**AIM A**
Using the text on the remitted Panel proceedings below, decide whether each statement agrees with it: (i) PLC lodged a Notice of Appearance and became a party in the first proceeding; (ii) PLC's challenge in the Federal Court to the interim 'voting' order was dismissed; (iii) TPC submitted that the Panel lacked jurisdiction. Answer yes or no for each, quoting the deciding words of the text.
**AIM B**
Carry on the text on the remitted Panel proceedings below from the point where it stops, keeping its numbered-paragraph style.

**TEXT PASSAGE**
--- BEGIN ---

Court proceedings on interim 'voting' order of 17 November 2015

  1. PLC challenged the interim 'voting' order made on 17 November 2015 in the Federal Court. The challenge was dismissed.34

Other interim orders

  1. It also was not necessary to restrict further acquisitions of shares, which of course must be made only in accordance with the law. However, in communicating this aspect of our decision on interim orders we indicated that, should we ultimately determine that a declaration of unacceptable circumstances was appropriate, we may have had to consider whether orders affecting any further acquired shares should be made.
  2. At the date of making a declaration (2 February 2016) we are not aware that any further shares have been acquired.

Discussion

Parties

  1. With the remittal of the application we took it that the Notice of Appearance by TPC that accompanied the application was extant. Its legal advisers remained the same.
  2. ASIC lodged a Notice of Appearance to become a party.
  3. Unlike in the first proceeding, PLC lodged a Notice of Appearance and became a party.

Remittal

  1. Following remittal, we invited submissions on what documents or other information we should or should not consider, identifying:
    1. the documents provided to the first Panel
    2. the first Panel's reasons for decision and
    3. the Court's reasons at first instance and on appeal.
  2. PLC submitted that we lacked jurisdiction. It did not otherwise engage with the issue. TPC submitted we should consider all the documents we had identified. ASIC submitted that there should be no limitation on the documents or information we should consider, including all documents submitted during the first hearing, the first Panel's reasons, both court judgments and all the documents it had provided in its application for interim orders dated 4 September 2015.

--- END ---

**SOURCE DATA**

--- BEGIN ---

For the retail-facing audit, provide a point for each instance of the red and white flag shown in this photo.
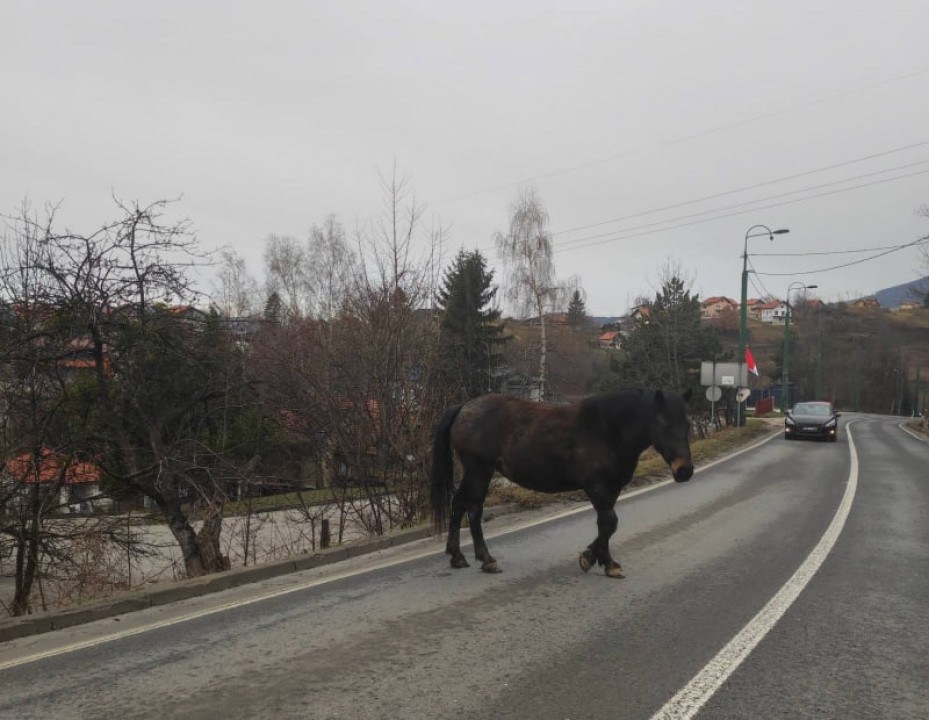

--- END ---

**RIGHT ANSWER A**
(i) No: "Unlike in the first proceeding, PLC lodged a Notice of Appearance and became a party."
(ii) Yes: "The challenge was dismissed."
(iii) No: "PLC submitted that we lacked jurisdiction." and "TPC submitted we should consider all the documents we had identified."

**RIGHT ANSWER B**
  3. In considering this remittal we have considered the documents we identified and the documents provided to us by the parties (ie, applications - including ASIC's application for interim orders - attachments, submissions and rebuttals).

Conduct proceedings

  1. The decision of the first Panel was set aside by the Full Court and the application was remitted to the Panel to be heard and determined according to law.35
  2. In a Panel's de novo review36 the Panel must consider the matter afresh, including whether it will conduct proceedings.37 The remittal in our view is similar to a review. This was the view adopted in Austral Coal 02(RR).38 On a review, the Panel considers whether it will conduct proceedings. Thus we, as the remittal Panel, have considered whether we should conduct proceedings on the remitted application.
  3. If we decided not to conduct proceedings then, as in Austral Coal 03,39 we would not extend the time for the making of TPC's application.
  4. The inquiries the Panel makes when deciding whether to conduct proceedings are set out in the notes to the Panel's Procedural Rules.40 We turn to them.

Jurisdiction

  1. The first inquiry is whether the Panel has jurisdiction. PLC submitted that the Panel does not have jurisdiction as the application was made out of time. This is circular as any matter out of time would automatically not be able to be considered. This is not the intention of the legislation as set out in s657C(3) allowing the Panel to extend the time for making an application. Moreover it does not accord with what the Full Court said:

    … The asserted facts in this case are that certain circumstances were said to exist and were such that the Panel should declare them to be unacceptable circumstances. Before the discretion to extend time may be exercised under s 657C(3) those circumstances require to be proved. There may be a factual contest. There is no difficulty, in that situation, for the Panel first resolving the factual questions and thereafter determining whether or not to extend time under s 657C(3). The legislative scheme here does not suggest a different approach.41

  2. PLC submitted that:

    The Federal Court found that the shares in TPC were stapled. ASIC release dated 29 June 2004 states that when shares are stapled it is uncertain that Chapter 6 of the Corporations Act 2001 applies. Section 92(3) of the Corporations Act 2001 defines a security for the purposes of Chapter 6. The managed investment scheme for TPC is not and has never been registered so it is not a security under jurisdiction of the Panel or Chapter 6 of the Corporations Act 2001 and consequently the Panel orders have no application to it.

  3. In our view the 'stapling' does not remove the character of the shares as a security.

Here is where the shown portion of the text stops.